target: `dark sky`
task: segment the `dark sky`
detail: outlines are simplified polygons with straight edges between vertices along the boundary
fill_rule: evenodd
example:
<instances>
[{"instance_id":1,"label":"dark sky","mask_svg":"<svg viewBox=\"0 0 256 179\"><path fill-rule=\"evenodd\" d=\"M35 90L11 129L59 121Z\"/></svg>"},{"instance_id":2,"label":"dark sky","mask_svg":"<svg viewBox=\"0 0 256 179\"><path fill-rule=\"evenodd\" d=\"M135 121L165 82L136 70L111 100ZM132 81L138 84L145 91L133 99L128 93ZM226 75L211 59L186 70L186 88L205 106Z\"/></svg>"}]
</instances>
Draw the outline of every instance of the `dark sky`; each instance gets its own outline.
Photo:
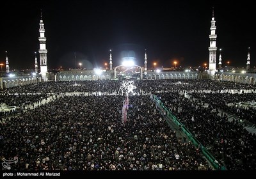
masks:
<instances>
[{"instance_id":1,"label":"dark sky","mask_svg":"<svg viewBox=\"0 0 256 179\"><path fill-rule=\"evenodd\" d=\"M155 61L170 67L174 59L184 66L202 65L209 62L214 6L223 64L230 61L230 65L246 66L250 47L251 66L255 66L253 1L4 1L0 6L0 62L5 63L7 51L11 70L34 68L42 9L48 69L74 68L75 52L77 63L104 67L110 49L113 66L129 51L134 52L136 64L143 65L145 49L148 67Z\"/></svg>"}]
</instances>

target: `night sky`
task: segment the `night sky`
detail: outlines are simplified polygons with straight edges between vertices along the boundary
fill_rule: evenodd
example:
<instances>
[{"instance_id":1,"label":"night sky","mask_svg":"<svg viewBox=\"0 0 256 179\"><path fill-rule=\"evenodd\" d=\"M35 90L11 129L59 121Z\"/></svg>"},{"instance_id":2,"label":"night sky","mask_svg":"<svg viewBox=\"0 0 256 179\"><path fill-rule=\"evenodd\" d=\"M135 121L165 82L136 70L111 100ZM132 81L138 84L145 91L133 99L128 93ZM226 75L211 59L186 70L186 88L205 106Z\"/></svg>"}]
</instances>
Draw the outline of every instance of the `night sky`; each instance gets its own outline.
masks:
<instances>
[{"instance_id":1,"label":"night sky","mask_svg":"<svg viewBox=\"0 0 256 179\"><path fill-rule=\"evenodd\" d=\"M75 68L79 62L104 68L109 49L113 66L126 56L143 66L145 49L148 67L154 62L173 66L174 60L182 66L202 65L209 63L214 6L223 65L229 61L230 66L245 67L250 47L251 66L256 66L253 1L5 1L0 7L0 62L5 63L7 51L11 70L34 68L42 9L48 69Z\"/></svg>"}]
</instances>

====================

Short exercise ->
Report each line of the entries above that contains the string "every", copying it in full.

Exercise output ->
Draw the outline of every instance of the `dark sky`; each instance gets its own outline.
Draw the outline of every instance of the `night sky`; each instance gets its own outline.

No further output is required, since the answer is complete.